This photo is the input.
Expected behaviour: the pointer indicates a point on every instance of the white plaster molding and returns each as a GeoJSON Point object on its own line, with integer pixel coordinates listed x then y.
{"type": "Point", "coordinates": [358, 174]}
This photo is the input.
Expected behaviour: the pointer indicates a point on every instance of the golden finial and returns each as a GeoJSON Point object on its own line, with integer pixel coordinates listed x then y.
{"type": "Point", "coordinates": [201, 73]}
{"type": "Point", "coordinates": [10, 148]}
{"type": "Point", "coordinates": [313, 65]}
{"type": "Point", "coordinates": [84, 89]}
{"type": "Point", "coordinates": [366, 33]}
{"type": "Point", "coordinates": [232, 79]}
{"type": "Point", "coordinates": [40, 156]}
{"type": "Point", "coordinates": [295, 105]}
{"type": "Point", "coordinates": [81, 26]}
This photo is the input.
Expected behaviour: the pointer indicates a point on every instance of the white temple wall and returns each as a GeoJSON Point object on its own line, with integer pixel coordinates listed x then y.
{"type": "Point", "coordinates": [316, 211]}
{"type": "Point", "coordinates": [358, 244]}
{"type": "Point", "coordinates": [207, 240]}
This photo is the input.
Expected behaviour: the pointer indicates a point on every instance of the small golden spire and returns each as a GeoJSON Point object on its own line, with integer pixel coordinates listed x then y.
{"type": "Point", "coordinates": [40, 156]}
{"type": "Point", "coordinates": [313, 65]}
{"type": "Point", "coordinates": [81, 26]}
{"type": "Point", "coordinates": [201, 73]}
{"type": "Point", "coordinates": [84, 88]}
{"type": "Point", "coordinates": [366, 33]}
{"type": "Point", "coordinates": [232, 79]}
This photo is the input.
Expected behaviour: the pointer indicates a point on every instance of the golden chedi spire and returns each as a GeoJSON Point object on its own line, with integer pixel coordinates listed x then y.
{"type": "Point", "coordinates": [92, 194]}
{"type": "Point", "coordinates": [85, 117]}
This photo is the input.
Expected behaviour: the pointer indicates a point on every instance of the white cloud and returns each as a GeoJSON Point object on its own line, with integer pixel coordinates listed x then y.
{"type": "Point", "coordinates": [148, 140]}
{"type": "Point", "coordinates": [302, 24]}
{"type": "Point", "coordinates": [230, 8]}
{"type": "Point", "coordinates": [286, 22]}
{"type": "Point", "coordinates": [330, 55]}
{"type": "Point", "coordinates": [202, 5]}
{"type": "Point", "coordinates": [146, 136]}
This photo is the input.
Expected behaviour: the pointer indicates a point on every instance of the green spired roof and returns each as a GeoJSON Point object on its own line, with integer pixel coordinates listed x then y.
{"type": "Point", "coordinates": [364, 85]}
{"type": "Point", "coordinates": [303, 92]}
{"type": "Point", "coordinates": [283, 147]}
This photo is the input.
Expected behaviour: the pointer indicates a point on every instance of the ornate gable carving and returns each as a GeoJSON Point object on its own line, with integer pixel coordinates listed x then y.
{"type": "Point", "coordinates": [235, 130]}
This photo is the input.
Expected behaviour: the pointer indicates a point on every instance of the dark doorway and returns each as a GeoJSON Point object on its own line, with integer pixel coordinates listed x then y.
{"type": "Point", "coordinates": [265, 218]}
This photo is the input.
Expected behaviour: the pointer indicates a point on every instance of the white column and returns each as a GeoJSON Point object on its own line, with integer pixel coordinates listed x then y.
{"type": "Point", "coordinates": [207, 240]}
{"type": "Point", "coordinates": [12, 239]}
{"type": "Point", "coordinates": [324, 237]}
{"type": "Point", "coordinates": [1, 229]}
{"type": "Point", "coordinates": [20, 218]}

__What the task asks__: Every line above should be retyped exactly as given.

__Solution__:
This photo is the input.
Expected behaviour: the pointer indicates a point on every instance of the white plaster molding and returns each as a GeoJSON Point object on its own line, with integer pixel coordinates listed x then y.
{"type": "Point", "coordinates": [358, 174]}
This photo is the input.
Expected behaviour: the pointer indicates a point on every instance of the golden finial and returns each as a GeoJSON Point object on its own line, with integer pixel coordinates listed x then y.
{"type": "Point", "coordinates": [201, 73]}
{"type": "Point", "coordinates": [10, 148]}
{"type": "Point", "coordinates": [313, 65]}
{"type": "Point", "coordinates": [84, 89]}
{"type": "Point", "coordinates": [366, 33]}
{"type": "Point", "coordinates": [232, 79]}
{"type": "Point", "coordinates": [40, 156]}
{"type": "Point", "coordinates": [295, 105]}
{"type": "Point", "coordinates": [81, 26]}
This photo is the input.
Expected behaviour: the pointer indicates a point on every instance of the white temple wall and returns each as a GeoJSON Point object on its own line, with integer pixel coordinates listed x then y.
{"type": "Point", "coordinates": [316, 211]}
{"type": "Point", "coordinates": [358, 244]}
{"type": "Point", "coordinates": [207, 240]}
This photo is the input.
Expected behaviour: the pointer indicates a point on every instance of the small golden spire and returns each as a GeoJSON Point object on its own line, with integer pixel coordinates listed x then y.
{"type": "Point", "coordinates": [40, 156]}
{"type": "Point", "coordinates": [313, 65]}
{"type": "Point", "coordinates": [81, 26]}
{"type": "Point", "coordinates": [201, 73]}
{"type": "Point", "coordinates": [84, 88]}
{"type": "Point", "coordinates": [366, 33]}
{"type": "Point", "coordinates": [232, 79]}
This photo is the input.
Expected behaviour: the pointer indicates a point on every instance of the golden chedi spire and returns each as a GeoJSON Point object on its own line, with integer pixel coordinates listed x then y.
{"type": "Point", "coordinates": [92, 194]}
{"type": "Point", "coordinates": [85, 117]}
This photo is the input.
Expected behaviour: the pointer indicates a point on every instance of the white cloud and returns each as a GeoJSON Point object on its own line, with integer pixel coordinates listed x then y.
{"type": "Point", "coordinates": [148, 140]}
{"type": "Point", "coordinates": [302, 24]}
{"type": "Point", "coordinates": [230, 8]}
{"type": "Point", "coordinates": [286, 22]}
{"type": "Point", "coordinates": [330, 55]}
{"type": "Point", "coordinates": [202, 5]}
{"type": "Point", "coordinates": [146, 136]}
This photo is the input.
Expected behaviour: the pointer indicates a point on every instance of the green spired roof and returns each as a GeoJSON Point object on its own line, with integer pixel coordinates listed x then y.
{"type": "Point", "coordinates": [364, 85]}
{"type": "Point", "coordinates": [303, 92]}
{"type": "Point", "coordinates": [283, 147]}
This photo is the input.
Expected behaviour: the pointer indicates a point on every instance of the ornate gable carving and returns each as a GeoJSON Point object on its own line, with integer pixel coordinates listed x then y.
{"type": "Point", "coordinates": [235, 130]}
This photo is the input.
Expected behaviour: the pointer indicates a point on every instance of the dark doorway and returns each as a GeoJSON Point object on its own line, with integer pixel coordinates listed x then y.
{"type": "Point", "coordinates": [265, 218]}
This photo is the input.
Expected behaviour: the pointer indicates a point on every instance of the white column and returns each as a GeoJSON Point object on its own line, with integer pixel coordinates listed x then y.
{"type": "Point", "coordinates": [207, 240]}
{"type": "Point", "coordinates": [12, 239]}
{"type": "Point", "coordinates": [324, 237]}
{"type": "Point", "coordinates": [1, 229]}
{"type": "Point", "coordinates": [20, 218]}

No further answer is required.